-- BEGIN Page excerpt --

It has been supposed by several ecclesiastical historians of repute that the Council of Nicaea expressly authorised the bishop of Alexandria to issue these preparatory notices to the authorities in the various churches of Christendom. The evidence for this opinion is lacking; but certainly, as a matter of fact, the judgment of Alexandria carried great weight. In the West, however, the general practice was that Metropolitans should determine the date, and announce the day to their suffragans. In the sixth century the Council of Orleans (A.D. 541) directs that if the Metropolitan were in doubt he should consult the Apostolic see (Rome), and act in accordance with its decision (can. 1). About one hundred years later it would appear from the fifth canon of the Council of Toledo (A.D. 633) that the Spanish Metropolitan bishops did not receive information as to the date of Easter from any external source. They are directed to enquire among themselves by letter three months before the Epiphany, and make the announcement; and the reason assigned for this canon is that erroneous Easter Tables had caused differences.

To attempt anything like a detailed account of the varieties in the methods adopted for the determination of Easter which held their ground for a time, some in the East, some in the West, would be unsuitable in an introductory work like the present. The extraordinary persistence exhibited by the Celtic Churches of Britain and Ireland in maintaining for a long time their own method of computing Easter against the Roman method introduced by Augustine of Canterbury and his followers, is an important and interesting feature in the history of Christianity in these countries. It is enough here to say that the native Churches were not Quartodecimans (as has sometimes been incorrectly alleged), but were adhering to a cycle which they had received long before the Roman missionaries arrived in Britain[162]. We must here be content with briefly noticing some of the leading features in the history of the change which gradually led up to the adoption of the Nineteen-Year Cycle as modified and propounded by Dionysius Exiguus in the early part of the sixth century.

-- END Page excerpt --

▶ What to work on:
a) According to the Easter-dating passage, which council told a Metropolitan in doubt about the date to consult the Apostolic see?
b) In the Easter-dating passage, why did the Council of Toledo direct the Spanish Metropolitan bishops to confer by letter before the Epiphany and announce the date?
c) Resume the Easter-dating passage after its final sentence.
Nothing in the data items is needed here.

-- BEGIN Given entries --

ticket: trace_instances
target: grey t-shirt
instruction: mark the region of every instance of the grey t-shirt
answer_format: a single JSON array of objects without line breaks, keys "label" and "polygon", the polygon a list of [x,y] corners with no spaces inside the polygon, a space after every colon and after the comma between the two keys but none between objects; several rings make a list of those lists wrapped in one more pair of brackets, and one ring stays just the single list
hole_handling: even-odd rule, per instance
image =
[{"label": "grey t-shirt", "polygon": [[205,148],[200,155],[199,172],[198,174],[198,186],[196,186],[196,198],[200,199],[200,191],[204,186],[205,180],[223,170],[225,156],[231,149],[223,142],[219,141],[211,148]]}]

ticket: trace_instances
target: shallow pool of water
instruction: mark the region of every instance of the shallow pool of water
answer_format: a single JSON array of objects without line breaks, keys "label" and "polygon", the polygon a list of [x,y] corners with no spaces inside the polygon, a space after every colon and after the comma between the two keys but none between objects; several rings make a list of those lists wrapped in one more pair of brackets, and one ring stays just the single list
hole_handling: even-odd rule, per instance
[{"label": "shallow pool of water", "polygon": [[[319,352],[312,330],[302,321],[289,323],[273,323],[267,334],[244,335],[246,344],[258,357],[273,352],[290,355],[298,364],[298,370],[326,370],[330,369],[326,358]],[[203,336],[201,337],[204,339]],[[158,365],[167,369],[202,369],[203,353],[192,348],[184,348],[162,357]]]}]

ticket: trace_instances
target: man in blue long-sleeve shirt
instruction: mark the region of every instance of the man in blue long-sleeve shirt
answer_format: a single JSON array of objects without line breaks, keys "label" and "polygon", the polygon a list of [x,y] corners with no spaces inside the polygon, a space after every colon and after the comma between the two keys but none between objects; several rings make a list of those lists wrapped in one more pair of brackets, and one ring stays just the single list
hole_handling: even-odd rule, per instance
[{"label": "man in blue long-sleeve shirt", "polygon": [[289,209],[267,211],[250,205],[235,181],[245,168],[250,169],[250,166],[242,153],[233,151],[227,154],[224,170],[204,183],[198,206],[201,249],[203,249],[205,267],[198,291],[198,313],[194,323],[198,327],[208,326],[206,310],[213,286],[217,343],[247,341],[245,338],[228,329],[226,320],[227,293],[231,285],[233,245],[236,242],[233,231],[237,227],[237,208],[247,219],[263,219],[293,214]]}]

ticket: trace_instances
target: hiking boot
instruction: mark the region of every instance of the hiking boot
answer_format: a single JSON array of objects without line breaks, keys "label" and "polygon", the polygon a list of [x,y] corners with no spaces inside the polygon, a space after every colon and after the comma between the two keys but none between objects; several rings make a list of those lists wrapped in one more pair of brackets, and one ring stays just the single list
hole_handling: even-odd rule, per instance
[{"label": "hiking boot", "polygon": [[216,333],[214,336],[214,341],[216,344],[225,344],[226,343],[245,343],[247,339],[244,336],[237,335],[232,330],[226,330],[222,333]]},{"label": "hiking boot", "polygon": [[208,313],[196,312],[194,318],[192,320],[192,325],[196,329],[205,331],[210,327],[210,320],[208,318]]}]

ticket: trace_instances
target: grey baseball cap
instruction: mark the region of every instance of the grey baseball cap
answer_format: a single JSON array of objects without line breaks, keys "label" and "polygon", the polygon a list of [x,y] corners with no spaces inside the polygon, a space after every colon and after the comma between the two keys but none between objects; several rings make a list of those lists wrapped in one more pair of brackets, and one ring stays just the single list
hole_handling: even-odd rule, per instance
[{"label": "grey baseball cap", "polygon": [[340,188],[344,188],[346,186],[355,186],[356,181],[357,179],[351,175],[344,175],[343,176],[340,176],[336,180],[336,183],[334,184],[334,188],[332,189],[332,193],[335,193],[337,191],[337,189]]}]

-- END Given entries --
-- BEGIN Given entries --

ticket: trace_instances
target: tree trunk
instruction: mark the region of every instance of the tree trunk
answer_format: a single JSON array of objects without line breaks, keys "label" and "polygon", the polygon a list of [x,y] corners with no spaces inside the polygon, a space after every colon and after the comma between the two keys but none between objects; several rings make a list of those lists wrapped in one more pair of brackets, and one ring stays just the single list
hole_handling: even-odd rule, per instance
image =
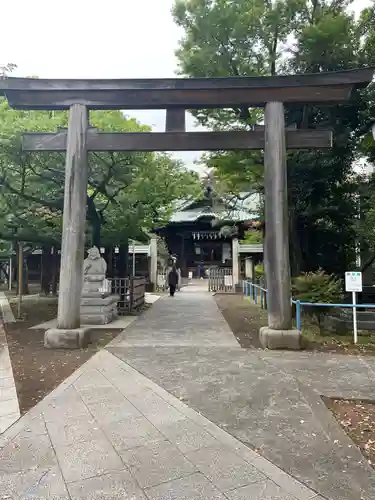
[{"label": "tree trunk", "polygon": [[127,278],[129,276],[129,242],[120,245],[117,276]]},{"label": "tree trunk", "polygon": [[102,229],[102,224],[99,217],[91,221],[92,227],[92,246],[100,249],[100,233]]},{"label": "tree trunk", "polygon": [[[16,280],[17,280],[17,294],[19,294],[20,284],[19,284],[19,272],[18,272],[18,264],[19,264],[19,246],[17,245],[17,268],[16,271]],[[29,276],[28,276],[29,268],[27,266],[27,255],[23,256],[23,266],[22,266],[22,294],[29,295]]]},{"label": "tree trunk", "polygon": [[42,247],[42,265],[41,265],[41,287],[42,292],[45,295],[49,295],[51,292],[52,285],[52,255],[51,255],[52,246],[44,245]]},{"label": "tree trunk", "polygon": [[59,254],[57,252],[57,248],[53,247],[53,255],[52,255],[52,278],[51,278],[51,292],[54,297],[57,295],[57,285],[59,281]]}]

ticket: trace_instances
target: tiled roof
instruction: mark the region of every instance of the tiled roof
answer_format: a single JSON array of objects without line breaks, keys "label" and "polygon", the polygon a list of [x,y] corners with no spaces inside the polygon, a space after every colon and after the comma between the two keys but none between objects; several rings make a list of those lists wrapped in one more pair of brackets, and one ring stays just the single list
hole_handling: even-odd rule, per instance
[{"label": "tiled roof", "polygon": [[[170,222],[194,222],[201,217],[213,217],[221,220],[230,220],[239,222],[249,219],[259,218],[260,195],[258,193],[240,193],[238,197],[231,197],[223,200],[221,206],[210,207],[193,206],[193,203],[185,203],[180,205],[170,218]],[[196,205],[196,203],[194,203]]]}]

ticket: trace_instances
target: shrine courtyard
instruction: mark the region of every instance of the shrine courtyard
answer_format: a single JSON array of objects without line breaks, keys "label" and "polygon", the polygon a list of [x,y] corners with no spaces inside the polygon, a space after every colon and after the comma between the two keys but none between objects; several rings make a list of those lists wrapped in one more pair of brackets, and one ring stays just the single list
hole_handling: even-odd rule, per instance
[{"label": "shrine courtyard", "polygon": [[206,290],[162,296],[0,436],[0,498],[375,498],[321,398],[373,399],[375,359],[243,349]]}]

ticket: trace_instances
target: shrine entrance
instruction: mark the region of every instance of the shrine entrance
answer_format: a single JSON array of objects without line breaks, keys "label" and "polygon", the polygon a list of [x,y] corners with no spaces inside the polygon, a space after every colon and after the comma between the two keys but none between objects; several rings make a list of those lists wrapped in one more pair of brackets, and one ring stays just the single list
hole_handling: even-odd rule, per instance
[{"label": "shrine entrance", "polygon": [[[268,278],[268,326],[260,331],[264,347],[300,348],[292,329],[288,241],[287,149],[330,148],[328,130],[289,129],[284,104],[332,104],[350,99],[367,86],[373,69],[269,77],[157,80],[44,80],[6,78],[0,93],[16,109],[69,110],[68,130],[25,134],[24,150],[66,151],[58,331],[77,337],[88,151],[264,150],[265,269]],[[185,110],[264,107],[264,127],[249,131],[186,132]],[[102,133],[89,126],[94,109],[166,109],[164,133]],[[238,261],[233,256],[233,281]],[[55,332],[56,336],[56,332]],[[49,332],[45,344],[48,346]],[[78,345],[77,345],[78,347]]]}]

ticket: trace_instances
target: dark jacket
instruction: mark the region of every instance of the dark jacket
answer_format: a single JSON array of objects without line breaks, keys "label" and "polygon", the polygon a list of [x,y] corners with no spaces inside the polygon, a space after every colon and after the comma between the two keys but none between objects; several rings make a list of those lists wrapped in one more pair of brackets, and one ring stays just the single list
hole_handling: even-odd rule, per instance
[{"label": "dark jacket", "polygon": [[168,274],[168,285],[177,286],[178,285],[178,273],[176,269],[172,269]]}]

-- END Given entries --
-- BEGIN Given entries --

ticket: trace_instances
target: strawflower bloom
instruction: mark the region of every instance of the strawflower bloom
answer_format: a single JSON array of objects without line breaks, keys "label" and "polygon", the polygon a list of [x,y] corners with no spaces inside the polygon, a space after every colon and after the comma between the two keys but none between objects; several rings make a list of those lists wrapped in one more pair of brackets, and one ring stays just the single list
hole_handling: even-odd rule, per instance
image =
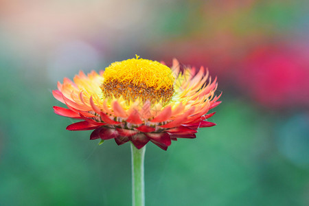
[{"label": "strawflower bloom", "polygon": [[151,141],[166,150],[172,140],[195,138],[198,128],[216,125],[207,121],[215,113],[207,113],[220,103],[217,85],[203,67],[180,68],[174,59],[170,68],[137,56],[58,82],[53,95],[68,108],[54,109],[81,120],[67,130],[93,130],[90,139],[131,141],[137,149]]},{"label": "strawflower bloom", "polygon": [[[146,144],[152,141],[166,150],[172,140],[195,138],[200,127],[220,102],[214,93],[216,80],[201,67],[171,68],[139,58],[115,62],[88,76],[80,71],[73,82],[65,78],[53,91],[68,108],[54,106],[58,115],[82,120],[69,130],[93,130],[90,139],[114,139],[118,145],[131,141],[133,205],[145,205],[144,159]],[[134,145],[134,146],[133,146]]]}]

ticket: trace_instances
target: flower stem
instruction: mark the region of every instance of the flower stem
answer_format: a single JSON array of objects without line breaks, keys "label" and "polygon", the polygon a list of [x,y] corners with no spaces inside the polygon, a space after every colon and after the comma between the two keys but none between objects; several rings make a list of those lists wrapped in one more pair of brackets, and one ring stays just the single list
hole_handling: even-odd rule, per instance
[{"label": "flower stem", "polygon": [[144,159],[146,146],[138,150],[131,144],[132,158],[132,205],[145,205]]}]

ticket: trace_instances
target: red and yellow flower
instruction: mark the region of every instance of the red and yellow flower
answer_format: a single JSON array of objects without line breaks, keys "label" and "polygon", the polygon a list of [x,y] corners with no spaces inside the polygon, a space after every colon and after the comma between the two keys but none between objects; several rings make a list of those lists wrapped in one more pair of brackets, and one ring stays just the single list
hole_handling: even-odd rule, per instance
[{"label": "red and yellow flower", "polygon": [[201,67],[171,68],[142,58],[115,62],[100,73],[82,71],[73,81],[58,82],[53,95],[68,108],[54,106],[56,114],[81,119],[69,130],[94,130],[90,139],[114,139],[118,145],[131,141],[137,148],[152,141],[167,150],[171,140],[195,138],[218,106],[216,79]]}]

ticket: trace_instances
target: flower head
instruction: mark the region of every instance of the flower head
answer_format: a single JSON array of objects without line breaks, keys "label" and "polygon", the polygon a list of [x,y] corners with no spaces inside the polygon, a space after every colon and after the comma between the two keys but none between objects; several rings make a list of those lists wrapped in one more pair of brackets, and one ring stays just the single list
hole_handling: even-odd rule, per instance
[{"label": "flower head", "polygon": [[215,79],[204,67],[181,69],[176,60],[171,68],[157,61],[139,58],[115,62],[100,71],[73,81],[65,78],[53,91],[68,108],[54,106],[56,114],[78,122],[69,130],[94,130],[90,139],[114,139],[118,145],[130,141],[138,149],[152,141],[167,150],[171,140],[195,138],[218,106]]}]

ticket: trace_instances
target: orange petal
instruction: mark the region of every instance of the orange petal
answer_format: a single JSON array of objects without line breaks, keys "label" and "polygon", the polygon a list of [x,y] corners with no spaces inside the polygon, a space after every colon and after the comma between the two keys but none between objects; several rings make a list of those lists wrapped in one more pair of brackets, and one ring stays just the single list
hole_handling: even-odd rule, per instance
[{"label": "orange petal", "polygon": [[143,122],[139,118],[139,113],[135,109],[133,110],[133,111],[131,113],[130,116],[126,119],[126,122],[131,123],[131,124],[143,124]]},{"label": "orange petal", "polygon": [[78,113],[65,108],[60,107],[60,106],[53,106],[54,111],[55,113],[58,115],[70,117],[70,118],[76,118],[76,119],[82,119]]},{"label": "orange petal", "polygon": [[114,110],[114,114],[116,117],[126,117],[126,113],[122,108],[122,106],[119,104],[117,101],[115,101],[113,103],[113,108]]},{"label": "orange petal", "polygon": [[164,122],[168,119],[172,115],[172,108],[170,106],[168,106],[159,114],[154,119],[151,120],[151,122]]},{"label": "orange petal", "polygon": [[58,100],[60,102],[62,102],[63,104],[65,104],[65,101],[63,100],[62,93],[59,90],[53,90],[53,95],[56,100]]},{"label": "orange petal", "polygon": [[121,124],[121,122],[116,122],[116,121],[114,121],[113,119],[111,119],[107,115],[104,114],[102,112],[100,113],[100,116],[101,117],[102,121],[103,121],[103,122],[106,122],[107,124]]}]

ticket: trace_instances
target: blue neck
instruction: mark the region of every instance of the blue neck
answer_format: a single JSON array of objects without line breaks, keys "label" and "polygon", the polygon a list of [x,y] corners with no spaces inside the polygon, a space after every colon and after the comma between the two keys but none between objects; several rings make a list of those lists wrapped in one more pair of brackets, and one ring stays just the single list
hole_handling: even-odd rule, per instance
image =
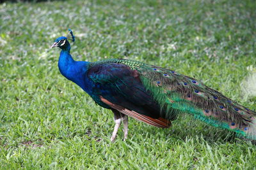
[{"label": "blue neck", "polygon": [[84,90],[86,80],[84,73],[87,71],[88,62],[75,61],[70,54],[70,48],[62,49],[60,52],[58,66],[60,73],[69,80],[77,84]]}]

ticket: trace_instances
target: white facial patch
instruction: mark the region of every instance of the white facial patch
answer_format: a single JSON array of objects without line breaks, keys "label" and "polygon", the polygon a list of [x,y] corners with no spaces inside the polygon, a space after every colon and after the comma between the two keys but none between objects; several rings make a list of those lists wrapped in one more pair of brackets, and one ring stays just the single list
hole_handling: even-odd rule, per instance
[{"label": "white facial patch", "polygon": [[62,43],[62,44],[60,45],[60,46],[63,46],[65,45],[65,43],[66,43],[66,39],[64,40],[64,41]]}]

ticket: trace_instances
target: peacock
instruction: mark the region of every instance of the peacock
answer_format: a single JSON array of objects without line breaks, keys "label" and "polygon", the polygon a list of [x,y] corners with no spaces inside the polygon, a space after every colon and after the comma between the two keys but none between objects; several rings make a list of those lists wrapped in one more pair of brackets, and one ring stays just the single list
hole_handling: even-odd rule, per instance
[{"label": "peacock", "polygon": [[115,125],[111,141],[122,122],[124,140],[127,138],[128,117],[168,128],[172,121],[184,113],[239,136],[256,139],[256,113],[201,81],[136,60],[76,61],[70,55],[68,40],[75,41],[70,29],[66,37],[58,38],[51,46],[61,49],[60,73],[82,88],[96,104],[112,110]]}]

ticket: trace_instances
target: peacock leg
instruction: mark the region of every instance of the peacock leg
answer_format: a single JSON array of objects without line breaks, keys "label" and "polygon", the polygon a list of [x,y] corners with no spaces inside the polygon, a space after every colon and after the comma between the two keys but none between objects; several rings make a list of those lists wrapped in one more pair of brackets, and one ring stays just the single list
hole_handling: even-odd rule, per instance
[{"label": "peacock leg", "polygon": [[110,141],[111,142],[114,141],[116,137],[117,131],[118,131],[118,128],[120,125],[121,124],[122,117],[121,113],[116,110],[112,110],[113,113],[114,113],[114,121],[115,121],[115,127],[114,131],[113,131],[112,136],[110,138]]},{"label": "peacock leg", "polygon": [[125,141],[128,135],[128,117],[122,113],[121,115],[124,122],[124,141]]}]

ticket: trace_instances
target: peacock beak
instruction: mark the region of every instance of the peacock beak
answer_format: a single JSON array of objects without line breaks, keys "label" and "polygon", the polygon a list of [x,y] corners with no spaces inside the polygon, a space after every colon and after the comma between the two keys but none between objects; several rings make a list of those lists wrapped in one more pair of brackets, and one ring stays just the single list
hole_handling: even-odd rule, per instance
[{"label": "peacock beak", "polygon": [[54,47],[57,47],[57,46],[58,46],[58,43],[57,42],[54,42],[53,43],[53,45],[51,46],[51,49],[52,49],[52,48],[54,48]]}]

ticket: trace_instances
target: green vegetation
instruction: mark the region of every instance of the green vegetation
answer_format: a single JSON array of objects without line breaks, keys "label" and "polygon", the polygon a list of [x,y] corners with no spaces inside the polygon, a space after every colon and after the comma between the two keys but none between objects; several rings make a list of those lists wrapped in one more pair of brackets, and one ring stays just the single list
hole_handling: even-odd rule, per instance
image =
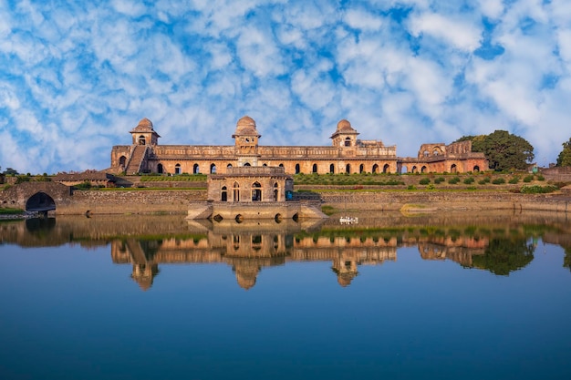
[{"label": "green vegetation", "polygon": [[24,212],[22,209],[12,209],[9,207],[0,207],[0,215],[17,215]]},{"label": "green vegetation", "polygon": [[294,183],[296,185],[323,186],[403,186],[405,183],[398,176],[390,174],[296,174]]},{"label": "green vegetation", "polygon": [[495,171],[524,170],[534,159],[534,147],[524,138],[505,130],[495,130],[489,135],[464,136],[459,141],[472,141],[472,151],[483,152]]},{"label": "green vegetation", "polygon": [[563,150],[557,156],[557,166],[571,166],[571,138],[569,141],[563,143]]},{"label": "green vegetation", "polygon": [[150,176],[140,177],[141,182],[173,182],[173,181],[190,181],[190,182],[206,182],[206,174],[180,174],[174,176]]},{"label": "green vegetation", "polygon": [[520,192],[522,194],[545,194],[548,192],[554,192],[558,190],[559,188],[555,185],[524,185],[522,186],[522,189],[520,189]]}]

-- END Given entries --

▶ Expected answers:
a) The Council of Orleans, in A.D. 541 (canon 1).

b) The canon's stated reason was that erroneous Easter Tables had caused differences. So the bishops were to consult among themselves by letter three months before the Epiphany and then make the announcement.

c)
After the abandonment of the Cycle of Hippolytus there is found in use at Rome an 84-year cycle. In this the date of Easter is believed to have oscillated between March 25 and April 21; and between the fourteenth and twentieth day of the moon. This system, according to the results of recent research, was modified in A.D. 312 and again in A.D. 343. This cycle (still of 84 years) came to be known as the supputatio Romana. Easter could not now fall earlier than the sixteenth, nor later than the twenty-second of the moon, while its date limits were March 22 and April 21. This supputatio, with some modifications, served the bishops of Rome during the fourth and the greater part of the fifth century. The Alexandrians, on the other hand, had about A.D. 277 come to use the more exact Nineteen-Year cycle, with possible Easters between March 22 and April 25, and between the fifteenth and twenty-second of the moon[163].

In the pontificate of Leo the Great the differences which he had with the Church of Alexandria as to the date of Easter caused him to direct his archdeacon, Hilary (who afterwards succeeded to the papal throne), to investigate the whole question. Hilary resorted to the aid of Victorius of Aquitaine, who happened to be then at Rome. Victorius devised, or adopted, a cycle of 532 years, a combination of the lunar cycle of 19 years with the so-called solar cycle of 28 years (19 × 28 = 532). His Easter limits were March 22 and April 24.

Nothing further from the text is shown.